▶ **Complete the following**:
**1.** In the passage on Live at Sweet Basil Volume 2, who conducted the performances?
**2.** Rewrite the paragraph of the passage on Live at Sweet Basil Volume 2 that begins "Live at Sweet Basil Volume 2 is an album" as a short list of its main facts.

Live at Sweet Basil Volume 2 is an album by David Murray released on the Italian Black Saint label in 1984 and the second to feature his Big Band. It features performances by Murray, Olu Dara, Baikida Carroll, Craig Harris, Bob Stewart, Vincent Chancey, Steve Coleman, John Purcell, Rod Williams, Fred Hopkins and Billy Higgins conducted by Lawrence "Butch" Morris. The album was preceded by Live at Sweet Basil Volume 1.

Reception
The Allmusic review by Scott Yanow awarded the album 3 stars, stating, "There are some strong moments, plenty of dense ensembles, and a strong group spirit that makes one wish that the group had recorded a little more coherently in the studios during this period".

▶ **Material**:
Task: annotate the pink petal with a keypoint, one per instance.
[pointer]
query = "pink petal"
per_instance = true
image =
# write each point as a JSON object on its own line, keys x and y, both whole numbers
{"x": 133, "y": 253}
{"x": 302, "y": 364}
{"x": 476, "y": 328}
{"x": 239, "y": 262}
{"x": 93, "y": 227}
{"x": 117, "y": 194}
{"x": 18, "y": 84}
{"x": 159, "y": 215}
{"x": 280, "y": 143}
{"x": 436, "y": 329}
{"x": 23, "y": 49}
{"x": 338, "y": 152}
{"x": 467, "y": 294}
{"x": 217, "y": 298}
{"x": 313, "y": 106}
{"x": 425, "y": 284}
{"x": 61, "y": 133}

▶ **Solutions below**:
**1.** Lawrence "Butch" Morris conducted the performances.

**2.**
- Live at Sweet Basil Volume 2 is an album by David Murray.
- It was released on the Italian Black Saint label in 1984.
- It is the second album to feature his Big Band.
- The performers are Murray, Olu Dara, Baikida Carroll, Craig Harris, Bob Stewart, Vincent Chancey, Steve Coleman, John Purcell, Rod Williams, Fred Hopkins and Billy Higgins.
- Lawrence "Butch" Morris conducted.
- Live at Sweet Basil Volume 1 came before it.